**Instructions to follow**: Rewrite the material below, from its start up to and including the line with "110], [278, 80, 300, 130]]", with "wooden" changed to "timber" and nothing else altered. Leave the pictures out of your answer.

** start of Supplied material **

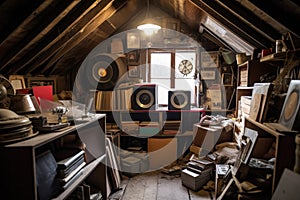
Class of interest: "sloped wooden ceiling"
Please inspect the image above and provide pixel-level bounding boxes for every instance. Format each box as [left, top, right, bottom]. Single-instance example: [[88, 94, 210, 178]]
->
[[0, 0, 300, 75]]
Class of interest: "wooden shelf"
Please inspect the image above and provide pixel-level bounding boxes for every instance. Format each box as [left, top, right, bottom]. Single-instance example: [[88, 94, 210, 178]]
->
[[0, 114, 107, 200], [260, 52, 286, 62], [245, 118, 296, 192]]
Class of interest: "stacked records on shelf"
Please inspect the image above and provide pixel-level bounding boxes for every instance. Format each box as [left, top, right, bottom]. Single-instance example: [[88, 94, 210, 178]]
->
[[0, 109, 38, 144], [57, 150, 86, 189]]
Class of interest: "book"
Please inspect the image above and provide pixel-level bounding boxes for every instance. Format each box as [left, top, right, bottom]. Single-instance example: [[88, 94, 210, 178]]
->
[[57, 150, 85, 169], [59, 162, 86, 183], [57, 157, 84, 178]]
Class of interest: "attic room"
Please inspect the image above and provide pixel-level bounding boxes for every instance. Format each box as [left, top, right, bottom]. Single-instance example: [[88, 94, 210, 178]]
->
[[0, 0, 300, 200]]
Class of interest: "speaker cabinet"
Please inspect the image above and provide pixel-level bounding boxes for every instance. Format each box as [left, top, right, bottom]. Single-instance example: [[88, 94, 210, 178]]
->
[[168, 90, 191, 110], [131, 84, 157, 110], [278, 80, 300, 130]]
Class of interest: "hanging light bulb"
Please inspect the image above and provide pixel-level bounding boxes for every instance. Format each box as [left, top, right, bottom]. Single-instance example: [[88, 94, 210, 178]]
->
[[137, 0, 161, 35]]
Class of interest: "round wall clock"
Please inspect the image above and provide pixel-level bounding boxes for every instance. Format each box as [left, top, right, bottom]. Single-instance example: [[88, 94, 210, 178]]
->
[[178, 60, 193, 76]]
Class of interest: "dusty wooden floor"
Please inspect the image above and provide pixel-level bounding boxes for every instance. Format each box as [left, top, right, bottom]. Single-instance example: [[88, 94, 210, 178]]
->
[[117, 171, 213, 200]]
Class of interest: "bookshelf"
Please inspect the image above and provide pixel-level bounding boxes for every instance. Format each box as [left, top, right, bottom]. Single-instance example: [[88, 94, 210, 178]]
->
[[0, 114, 108, 199]]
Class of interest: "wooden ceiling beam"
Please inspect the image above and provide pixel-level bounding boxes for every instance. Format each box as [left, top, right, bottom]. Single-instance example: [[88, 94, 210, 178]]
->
[[12, 0, 110, 74], [190, 0, 270, 48], [218, 0, 281, 41], [41, 4, 116, 74], [249, 0, 300, 37], [0, 0, 81, 71], [0, 0, 56, 70]]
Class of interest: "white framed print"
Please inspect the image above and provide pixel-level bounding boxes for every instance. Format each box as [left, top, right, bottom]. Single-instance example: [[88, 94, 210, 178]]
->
[[201, 51, 219, 68], [201, 70, 216, 80]]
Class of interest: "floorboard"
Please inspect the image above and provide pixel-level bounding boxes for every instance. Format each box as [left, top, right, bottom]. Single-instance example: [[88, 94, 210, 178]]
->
[[122, 171, 213, 200]]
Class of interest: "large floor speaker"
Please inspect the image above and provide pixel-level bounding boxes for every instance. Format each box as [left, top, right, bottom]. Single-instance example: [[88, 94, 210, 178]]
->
[[278, 80, 300, 130], [131, 84, 157, 110], [168, 90, 191, 110]]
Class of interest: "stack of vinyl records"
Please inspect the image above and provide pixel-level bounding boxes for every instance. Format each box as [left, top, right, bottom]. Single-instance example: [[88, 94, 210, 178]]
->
[[181, 156, 214, 191], [0, 109, 37, 143], [57, 150, 86, 189]]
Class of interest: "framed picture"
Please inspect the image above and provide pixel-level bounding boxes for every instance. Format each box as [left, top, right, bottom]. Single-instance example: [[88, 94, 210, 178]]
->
[[162, 18, 180, 38], [127, 32, 141, 49], [222, 73, 233, 86], [9, 75, 26, 90], [201, 70, 216, 80], [26, 76, 56, 94], [127, 51, 140, 65], [128, 65, 140, 78], [201, 51, 219, 68]]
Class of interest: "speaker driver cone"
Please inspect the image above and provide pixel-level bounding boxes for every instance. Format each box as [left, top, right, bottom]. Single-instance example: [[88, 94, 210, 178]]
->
[[170, 92, 189, 109], [135, 90, 154, 109]]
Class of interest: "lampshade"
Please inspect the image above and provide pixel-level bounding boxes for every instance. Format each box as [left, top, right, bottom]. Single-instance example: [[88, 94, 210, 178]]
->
[[137, 22, 161, 35], [137, 0, 161, 35]]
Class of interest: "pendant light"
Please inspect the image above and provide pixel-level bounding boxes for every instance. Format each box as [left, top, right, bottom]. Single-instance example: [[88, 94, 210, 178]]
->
[[137, 0, 161, 35]]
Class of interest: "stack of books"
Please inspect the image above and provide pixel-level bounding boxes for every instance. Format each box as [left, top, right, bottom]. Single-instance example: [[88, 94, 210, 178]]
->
[[163, 120, 181, 135], [181, 155, 214, 191], [241, 96, 252, 117], [240, 68, 248, 86], [57, 150, 86, 190]]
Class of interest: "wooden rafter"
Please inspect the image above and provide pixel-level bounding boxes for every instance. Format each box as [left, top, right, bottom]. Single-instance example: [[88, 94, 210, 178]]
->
[[41, 4, 116, 73], [2, 0, 81, 72], [14, 0, 110, 74], [190, 0, 269, 47]]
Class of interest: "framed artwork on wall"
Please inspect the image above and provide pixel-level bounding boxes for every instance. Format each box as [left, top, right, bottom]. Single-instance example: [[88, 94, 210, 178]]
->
[[222, 73, 233, 86], [128, 65, 140, 78], [9, 75, 26, 90], [26, 76, 56, 94], [201, 70, 216, 80], [201, 51, 219, 68], [127, 51, 140, 65]]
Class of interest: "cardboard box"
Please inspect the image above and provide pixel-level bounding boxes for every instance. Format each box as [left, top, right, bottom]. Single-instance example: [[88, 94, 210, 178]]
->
[[193, 124, 233, 151], [148, 137, 177, 170]]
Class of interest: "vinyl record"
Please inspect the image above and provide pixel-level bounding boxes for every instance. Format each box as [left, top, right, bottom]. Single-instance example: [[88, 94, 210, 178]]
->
[[168, 90, 191, 110], [85, 54, 126, 90], [278, 80, 300, 130]]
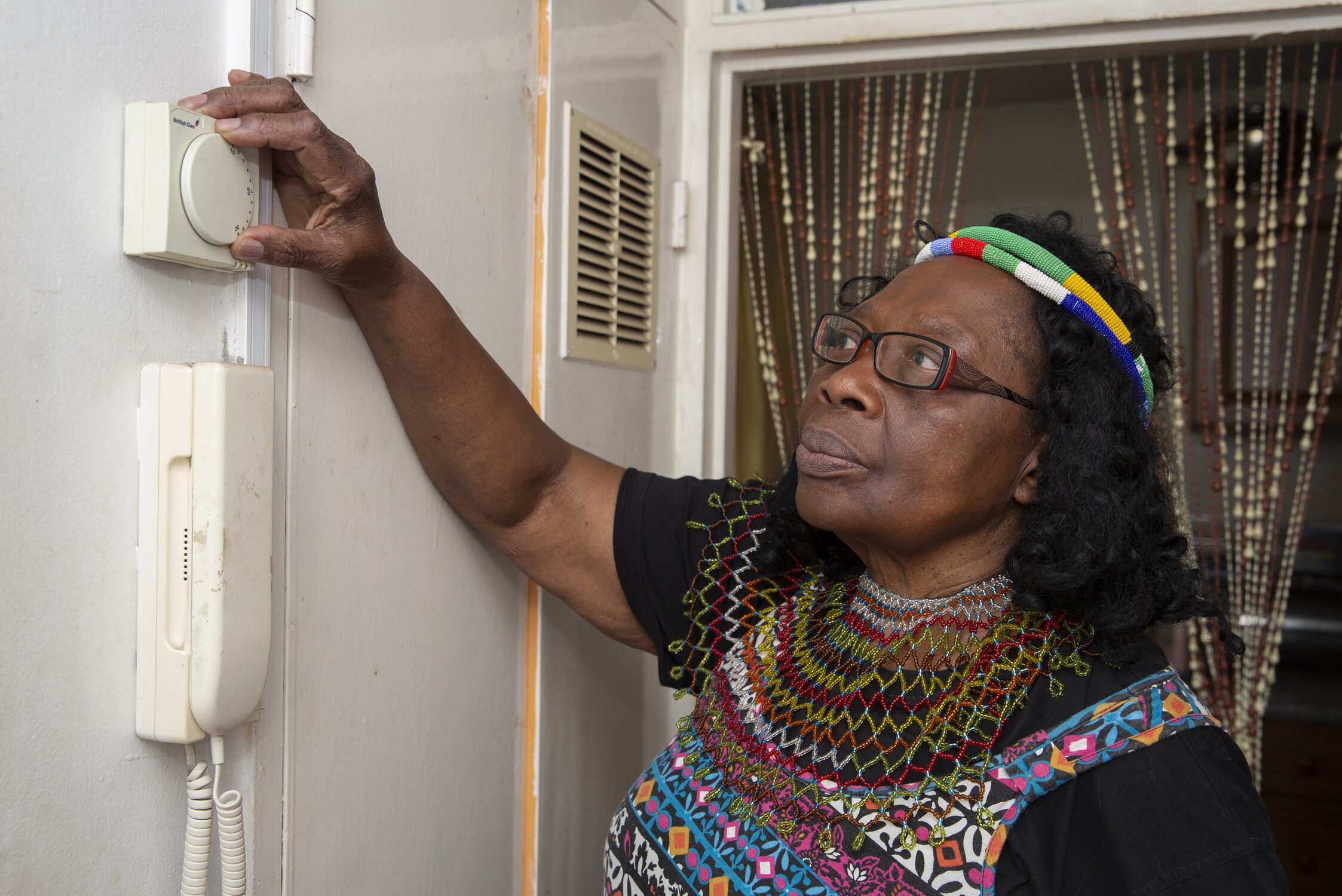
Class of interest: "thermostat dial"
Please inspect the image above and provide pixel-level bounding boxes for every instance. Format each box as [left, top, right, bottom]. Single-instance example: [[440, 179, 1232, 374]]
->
[[181, 134, 256, 246]]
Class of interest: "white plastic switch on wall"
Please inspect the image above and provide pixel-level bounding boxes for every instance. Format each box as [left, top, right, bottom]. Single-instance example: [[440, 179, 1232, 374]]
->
[[122, 102, 259, 271], [136, 362, 275, 743], [275, 0, 317, 82]]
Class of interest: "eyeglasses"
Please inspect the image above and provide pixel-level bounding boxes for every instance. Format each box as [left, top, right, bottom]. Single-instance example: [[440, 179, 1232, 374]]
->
[[811, 311, 1035, 408]]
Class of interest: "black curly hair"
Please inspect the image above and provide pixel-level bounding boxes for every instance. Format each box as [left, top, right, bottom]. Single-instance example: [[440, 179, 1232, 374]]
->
[[754, 211, 1244, 665]]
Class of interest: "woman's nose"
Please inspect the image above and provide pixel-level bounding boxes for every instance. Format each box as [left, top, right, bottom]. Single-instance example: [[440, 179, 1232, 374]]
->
[[820, 340, 880, 415]]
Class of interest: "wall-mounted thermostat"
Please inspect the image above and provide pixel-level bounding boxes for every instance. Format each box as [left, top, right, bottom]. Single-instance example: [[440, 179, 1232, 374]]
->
[[122, 102, 261, 271]]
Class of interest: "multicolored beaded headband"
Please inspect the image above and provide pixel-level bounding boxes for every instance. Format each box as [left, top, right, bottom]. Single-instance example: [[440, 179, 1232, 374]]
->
[[914, 226, 1156, 425]]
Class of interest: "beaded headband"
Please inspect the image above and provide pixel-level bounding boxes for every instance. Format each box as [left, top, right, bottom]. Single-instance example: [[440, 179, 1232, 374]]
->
[[914, 226, 1156, 425]]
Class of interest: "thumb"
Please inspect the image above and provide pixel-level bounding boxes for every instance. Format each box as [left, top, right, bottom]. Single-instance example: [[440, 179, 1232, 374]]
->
[[229, 224, 344, 279]]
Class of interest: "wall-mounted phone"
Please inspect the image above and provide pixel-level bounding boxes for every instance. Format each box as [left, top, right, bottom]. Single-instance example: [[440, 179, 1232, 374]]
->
[[136, 362, 275, 894]]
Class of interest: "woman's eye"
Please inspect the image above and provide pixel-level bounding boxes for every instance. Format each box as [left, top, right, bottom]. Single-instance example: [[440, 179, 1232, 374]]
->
[[909, 348, 940, 370]]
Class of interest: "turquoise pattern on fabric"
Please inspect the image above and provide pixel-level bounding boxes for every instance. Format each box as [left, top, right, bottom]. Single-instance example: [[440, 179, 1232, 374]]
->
[[605, 668, 1218, 896]]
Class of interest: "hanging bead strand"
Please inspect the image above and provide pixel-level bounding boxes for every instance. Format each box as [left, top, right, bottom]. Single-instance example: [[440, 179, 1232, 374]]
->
[[946, 69, 978, 228], [741, 90, 788, 465], [1073, 62, 1110, 248]]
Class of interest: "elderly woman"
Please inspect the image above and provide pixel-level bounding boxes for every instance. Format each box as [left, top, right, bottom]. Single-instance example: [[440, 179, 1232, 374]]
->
[[182, 72, 1286, 896]]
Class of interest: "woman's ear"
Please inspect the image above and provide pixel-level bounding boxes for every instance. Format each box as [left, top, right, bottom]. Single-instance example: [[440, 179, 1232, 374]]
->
[[1012, 435, 1048, 504]]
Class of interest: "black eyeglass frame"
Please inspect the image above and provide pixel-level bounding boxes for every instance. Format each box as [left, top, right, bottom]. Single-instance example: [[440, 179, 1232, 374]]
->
[[811, 311, 1035, 410]]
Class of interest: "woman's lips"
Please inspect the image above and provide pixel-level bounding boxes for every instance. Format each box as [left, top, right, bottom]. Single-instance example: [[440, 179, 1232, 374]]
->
[[797, 431, 866, 476]]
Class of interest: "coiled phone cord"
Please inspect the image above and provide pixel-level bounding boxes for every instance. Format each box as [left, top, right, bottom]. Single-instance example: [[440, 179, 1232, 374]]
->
[[181, 735, 247, 896]]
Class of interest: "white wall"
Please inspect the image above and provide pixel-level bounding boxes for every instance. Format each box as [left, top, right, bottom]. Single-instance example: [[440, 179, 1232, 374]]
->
[[0, 0, 283, 896], [538, 0, 688, 895], [286, 0, 537, 894], [0, 0, 683, 896]]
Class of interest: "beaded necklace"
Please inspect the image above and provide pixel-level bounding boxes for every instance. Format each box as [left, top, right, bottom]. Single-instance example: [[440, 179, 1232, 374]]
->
[[669, 483, 1090, 848]]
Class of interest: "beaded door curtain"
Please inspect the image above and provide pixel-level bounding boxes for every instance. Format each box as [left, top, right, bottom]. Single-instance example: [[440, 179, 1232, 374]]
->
[[741, 70, 988, 463], [1073, 43, 1342, 778], [741, 44, 1342, 774]]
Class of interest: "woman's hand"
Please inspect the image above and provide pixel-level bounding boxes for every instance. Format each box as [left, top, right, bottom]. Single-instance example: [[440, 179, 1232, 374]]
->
[[179, 69, 409, 295]]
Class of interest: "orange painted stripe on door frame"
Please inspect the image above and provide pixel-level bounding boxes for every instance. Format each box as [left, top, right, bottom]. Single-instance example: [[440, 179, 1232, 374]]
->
[[518, 0, 550, 896]]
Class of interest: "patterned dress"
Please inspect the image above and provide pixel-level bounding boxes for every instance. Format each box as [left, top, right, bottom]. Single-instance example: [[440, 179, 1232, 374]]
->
[[604, 483, 1218, 896]]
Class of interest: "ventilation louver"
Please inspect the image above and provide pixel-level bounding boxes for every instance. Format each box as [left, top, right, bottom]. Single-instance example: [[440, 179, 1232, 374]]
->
[[563, 106, 658, 370]]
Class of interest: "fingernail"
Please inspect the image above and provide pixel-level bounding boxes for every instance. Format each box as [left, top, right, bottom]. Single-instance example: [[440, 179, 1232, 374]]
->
[[234, 236, 262, 262]]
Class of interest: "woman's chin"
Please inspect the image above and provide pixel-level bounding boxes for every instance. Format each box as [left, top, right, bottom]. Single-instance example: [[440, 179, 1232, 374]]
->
[[797, 475, 856, 531]]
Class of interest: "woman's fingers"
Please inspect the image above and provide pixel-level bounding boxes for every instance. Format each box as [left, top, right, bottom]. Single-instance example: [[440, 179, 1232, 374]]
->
[[177, 72, 305, 118], [215, 109, 373, 202], [231, 224, 346, 280]]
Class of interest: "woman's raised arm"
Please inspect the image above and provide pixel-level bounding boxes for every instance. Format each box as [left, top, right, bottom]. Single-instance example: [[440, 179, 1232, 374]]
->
[[181, 71, 652, 650]]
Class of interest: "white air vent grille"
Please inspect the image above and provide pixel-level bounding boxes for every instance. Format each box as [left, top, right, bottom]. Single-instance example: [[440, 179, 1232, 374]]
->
[[563, 106, 658, 370]]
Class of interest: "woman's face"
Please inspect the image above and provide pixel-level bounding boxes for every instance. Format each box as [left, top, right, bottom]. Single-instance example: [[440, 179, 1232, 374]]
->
[[796, 256, 1044, 559]]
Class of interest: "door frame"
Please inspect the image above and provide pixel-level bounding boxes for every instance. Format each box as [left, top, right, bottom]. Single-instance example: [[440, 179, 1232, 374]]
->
[[671, 0, 1342, 477]]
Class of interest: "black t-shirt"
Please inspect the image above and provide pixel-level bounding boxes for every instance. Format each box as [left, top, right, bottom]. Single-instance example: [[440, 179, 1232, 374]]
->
[[615, 470, 1287, 896]]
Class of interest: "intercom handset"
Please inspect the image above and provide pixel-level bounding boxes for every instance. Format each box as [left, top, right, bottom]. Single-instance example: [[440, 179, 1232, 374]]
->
[[136, 362, 275, 895]]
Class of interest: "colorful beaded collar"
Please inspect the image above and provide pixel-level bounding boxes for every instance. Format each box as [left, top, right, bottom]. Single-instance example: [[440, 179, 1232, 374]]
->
[[914, 226, 1156, 425]]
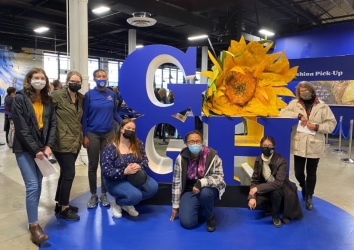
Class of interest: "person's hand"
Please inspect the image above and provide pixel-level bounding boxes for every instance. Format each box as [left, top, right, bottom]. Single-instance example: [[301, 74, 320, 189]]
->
[[248, 198, 257, 210], [306, 121, 316, 130], [124, 163, 141, 175], [43, 146, 52, 159], [300, 116, 308, 127], [249, 187, 258, 196], [36, 151, 45, 160], [170, 208, 178, 221], [192, 187, 200, 194], [82, 136, 90, 148]]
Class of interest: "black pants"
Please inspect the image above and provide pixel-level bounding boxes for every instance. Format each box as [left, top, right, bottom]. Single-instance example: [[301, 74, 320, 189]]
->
[[294, 155, 320, 195], [256, 188, 284, 217], [53, 151, 78, 206]]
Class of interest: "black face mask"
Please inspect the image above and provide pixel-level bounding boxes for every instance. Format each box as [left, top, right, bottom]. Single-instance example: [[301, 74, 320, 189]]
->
[[123, 130, 135, 140], [69, 82, 81, 93], [261, 147, 275, 157]]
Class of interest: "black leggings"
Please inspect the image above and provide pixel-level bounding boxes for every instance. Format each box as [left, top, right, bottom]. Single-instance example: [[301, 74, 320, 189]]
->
[[294, 155, 320, 195], [53, 151, 78, 206]]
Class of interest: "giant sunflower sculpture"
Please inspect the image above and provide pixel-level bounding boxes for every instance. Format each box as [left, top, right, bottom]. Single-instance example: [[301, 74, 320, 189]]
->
[[201, 37, 298, 116]]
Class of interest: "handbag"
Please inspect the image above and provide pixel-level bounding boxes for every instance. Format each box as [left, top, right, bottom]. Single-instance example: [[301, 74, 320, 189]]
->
[[127, 168, 147, 187]]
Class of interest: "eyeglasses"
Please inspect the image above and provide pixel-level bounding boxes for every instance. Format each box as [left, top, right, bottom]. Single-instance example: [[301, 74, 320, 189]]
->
[[187, 141, 203, 145]]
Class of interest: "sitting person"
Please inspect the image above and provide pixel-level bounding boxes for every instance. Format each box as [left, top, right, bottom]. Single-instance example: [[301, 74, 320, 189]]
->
[[101, 119, 158, 218], [170, 131, 226, 232], [248, 136, 302, 227]]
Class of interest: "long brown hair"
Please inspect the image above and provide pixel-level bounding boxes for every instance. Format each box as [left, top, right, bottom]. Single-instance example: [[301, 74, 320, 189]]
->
[[113, 119, 142, 159], [23, 68, 50, 104]]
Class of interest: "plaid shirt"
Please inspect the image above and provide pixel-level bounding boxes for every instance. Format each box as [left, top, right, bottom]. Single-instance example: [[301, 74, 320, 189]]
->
[[172, 148, 226, 208]]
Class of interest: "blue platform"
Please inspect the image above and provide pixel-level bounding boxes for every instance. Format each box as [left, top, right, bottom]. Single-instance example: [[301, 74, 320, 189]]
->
[[40, 190, 354, 250]]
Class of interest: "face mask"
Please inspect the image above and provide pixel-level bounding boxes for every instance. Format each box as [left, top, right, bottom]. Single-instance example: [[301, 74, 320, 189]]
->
[[300, 92, 312, 101], [31, 79, 46, 90], [69, 82, 81, 92], [261, 147, 275, 157], [96, 79, 107, 88], [188, 144, 202, 155], [123, 130, 135, 140]]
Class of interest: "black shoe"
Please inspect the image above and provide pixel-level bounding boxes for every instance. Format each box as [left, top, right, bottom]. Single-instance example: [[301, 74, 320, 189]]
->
[[58, 207, 80, 220], [273, 217, 282, 227], [206, 215, 216, 232], [54, 203, 79, 214], [306, 195, 313, 211]]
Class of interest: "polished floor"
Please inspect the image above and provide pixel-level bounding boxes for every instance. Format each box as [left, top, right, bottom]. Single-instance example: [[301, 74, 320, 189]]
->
[[0, 114, 354, 250]]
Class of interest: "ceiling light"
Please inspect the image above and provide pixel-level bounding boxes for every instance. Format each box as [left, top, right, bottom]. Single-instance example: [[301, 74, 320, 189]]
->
[[188, 35, 208, 41], [259, 29, 274, 36], [33, 27, 49, 33], [92, 6, 110, 15], [127, 11, 156, 27]]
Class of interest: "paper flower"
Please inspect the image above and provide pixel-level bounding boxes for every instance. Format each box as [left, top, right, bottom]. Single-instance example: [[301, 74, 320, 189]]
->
[[201, 37, 298, 116]]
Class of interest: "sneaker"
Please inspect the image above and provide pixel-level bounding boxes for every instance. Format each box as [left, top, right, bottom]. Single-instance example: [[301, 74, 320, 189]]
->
[[87, 194, 98, 208], [54, 203, 79, 214], [273, 217, 282, 227], [58, 207, 80, 221], [206, 215, 216, 232], [111, 199, 122, 219], [100, 193, 111, 207], [122, 206, 139, 217]]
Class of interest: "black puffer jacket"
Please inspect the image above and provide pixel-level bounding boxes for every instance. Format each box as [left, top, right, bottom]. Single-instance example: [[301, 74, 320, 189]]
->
[[12, 90, 56, 154]]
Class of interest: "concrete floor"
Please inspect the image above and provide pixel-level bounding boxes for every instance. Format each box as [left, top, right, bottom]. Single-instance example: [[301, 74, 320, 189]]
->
[[0, 114, 354, 250]]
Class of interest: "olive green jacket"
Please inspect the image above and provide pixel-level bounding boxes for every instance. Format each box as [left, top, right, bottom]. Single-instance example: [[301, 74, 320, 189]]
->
[[52, 87, 84, 154]]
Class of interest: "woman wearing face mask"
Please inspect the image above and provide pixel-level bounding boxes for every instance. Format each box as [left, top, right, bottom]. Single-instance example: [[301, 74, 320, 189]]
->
[[248, 136, 302, 227], [101, 119, 158, 218], [170, 131, 226, 232], [82, 69, 122, 208], [12, 68, 56, 245], [52, 71, 84, 220], [280, 82, 337, 210]]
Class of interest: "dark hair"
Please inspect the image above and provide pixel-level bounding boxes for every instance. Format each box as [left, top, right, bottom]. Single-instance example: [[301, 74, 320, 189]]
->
[[261, 135, 275, 147], [93, 69, 107, 78], [6, 87, 16, 95], [23, 68, 50, 104], [184, 130, 203, 144], [53, 79, 61, 89]]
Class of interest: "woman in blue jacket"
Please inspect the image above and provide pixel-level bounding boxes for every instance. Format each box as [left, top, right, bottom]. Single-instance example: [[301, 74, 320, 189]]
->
[[82, 69, 122, 208]]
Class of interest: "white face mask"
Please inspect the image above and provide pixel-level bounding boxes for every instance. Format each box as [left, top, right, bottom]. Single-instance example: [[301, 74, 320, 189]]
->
[[31, 79, 46, 90]]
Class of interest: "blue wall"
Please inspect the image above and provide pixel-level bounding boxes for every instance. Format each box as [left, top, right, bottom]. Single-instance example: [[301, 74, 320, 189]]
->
[[274, 22, 354, 134]]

** end of Supplied material **

**The reply**:
Class of interest: "sloped timber ceiling"
Please inspect the image above and provide pixel-level bounding boxes for every instance. Format each box as [left, top, right, bottom]. Single-instance example: [[88, 94, 210, 178]]
->
[[0, 0, 300, 75]]
Class of interest: "timber shelf"
Please inspect the image above and provide pixel-level bounding boxes for every instance. Format each box as [left, top, right, bottom]. Single-instance example: [[88, 94, 210, 178]]
->
[[0, 114, 107, 200], [260, 52, 286, 62], [245, 118, 296, 192]]
Class of interest: "stacked records on shelf"
Please inspect the image above and provide pixel-level bounding boxes for every instance. Format each box as [left, top, right, bottom]. Single-instance example: [[88, 94, 210, 178]]
->
[[0, 109, 38, 144], [57, 150, 86, 189]]
Class of interest: "book"
Please inspect the image above and provide pixel-level bounding boxes for every instance. Format each box as [left, top, right, bottom]. Single-instance example: [[88, 94, 210, 178]]
->
[[57, 150, 85, 169], [59, 162, 86, 183], [57, 157, 84, 178]]
Class of interest: "attic room"
Please inspect the image above and provide pixel-level bounding boxes for every instance. Format each box as [left, top, right, bottom]. Single-instance example: [[88, 94, 210, 178]]
->
[[0, 0, 300, 200]]
Class of interest: "speaker cabinet"
Please inspect the image above and provide pixel-level bounding boxes for every instance. Format each box as [left, top, right, bottom]. Single-instance example: [[88, 94, 210, 178]]
->
[[168, 90, 191, 110], [131, 84, 157, 110], [278, 80, 300, 130]]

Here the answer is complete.